• [SET EXERCISE] Pick out each line in the rows below that contains the word "query" and copy it.

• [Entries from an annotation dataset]
* * *

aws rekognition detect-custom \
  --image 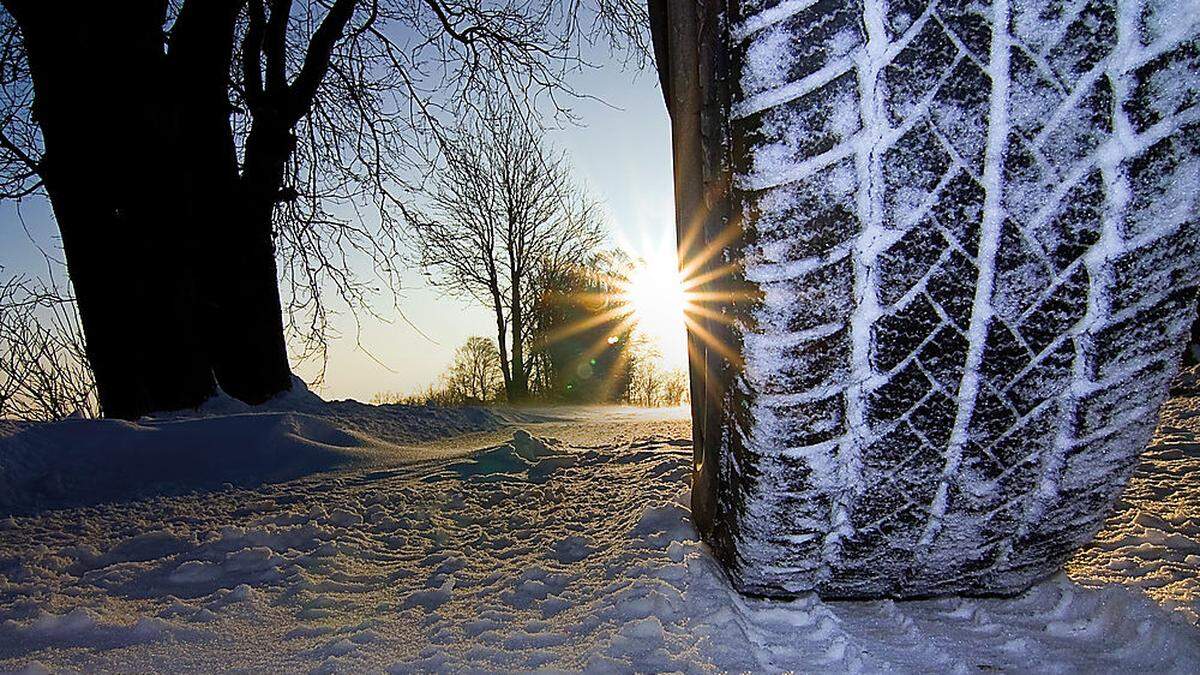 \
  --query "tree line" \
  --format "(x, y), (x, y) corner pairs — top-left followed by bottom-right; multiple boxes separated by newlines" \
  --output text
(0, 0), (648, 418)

* * *

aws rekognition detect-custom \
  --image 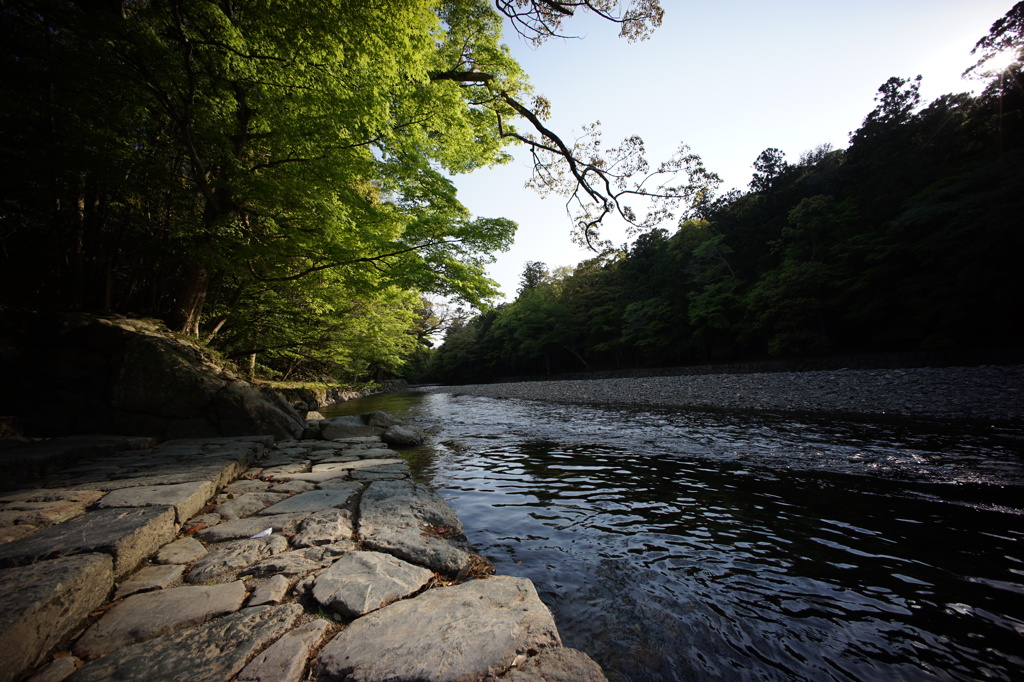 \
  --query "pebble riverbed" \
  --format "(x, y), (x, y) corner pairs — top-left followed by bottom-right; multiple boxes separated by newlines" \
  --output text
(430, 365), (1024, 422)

* * *

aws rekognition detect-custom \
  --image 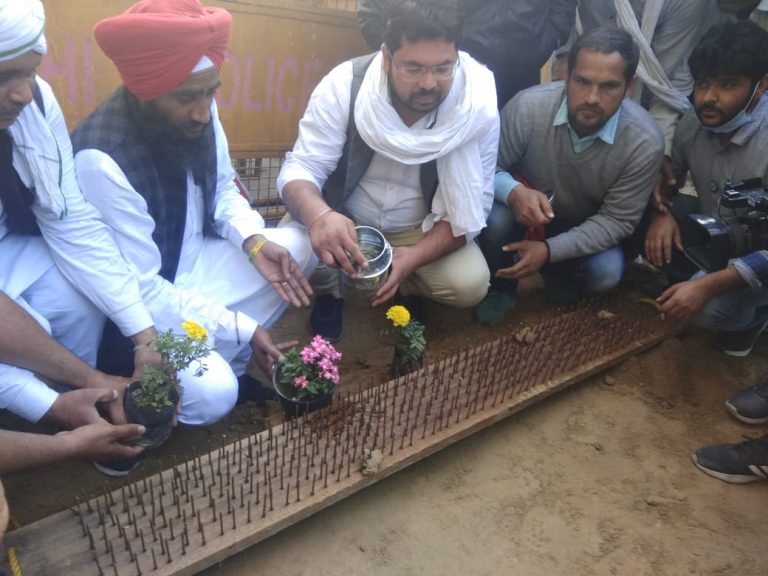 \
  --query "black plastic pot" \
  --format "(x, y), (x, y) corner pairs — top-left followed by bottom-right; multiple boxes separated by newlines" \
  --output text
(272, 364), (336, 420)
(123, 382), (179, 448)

* * *

• [OUTPUT FOR THIS EXERCISE]
  --query "tree line" \
  --query "pebble riverbed" \
  --query "black plastic pot" \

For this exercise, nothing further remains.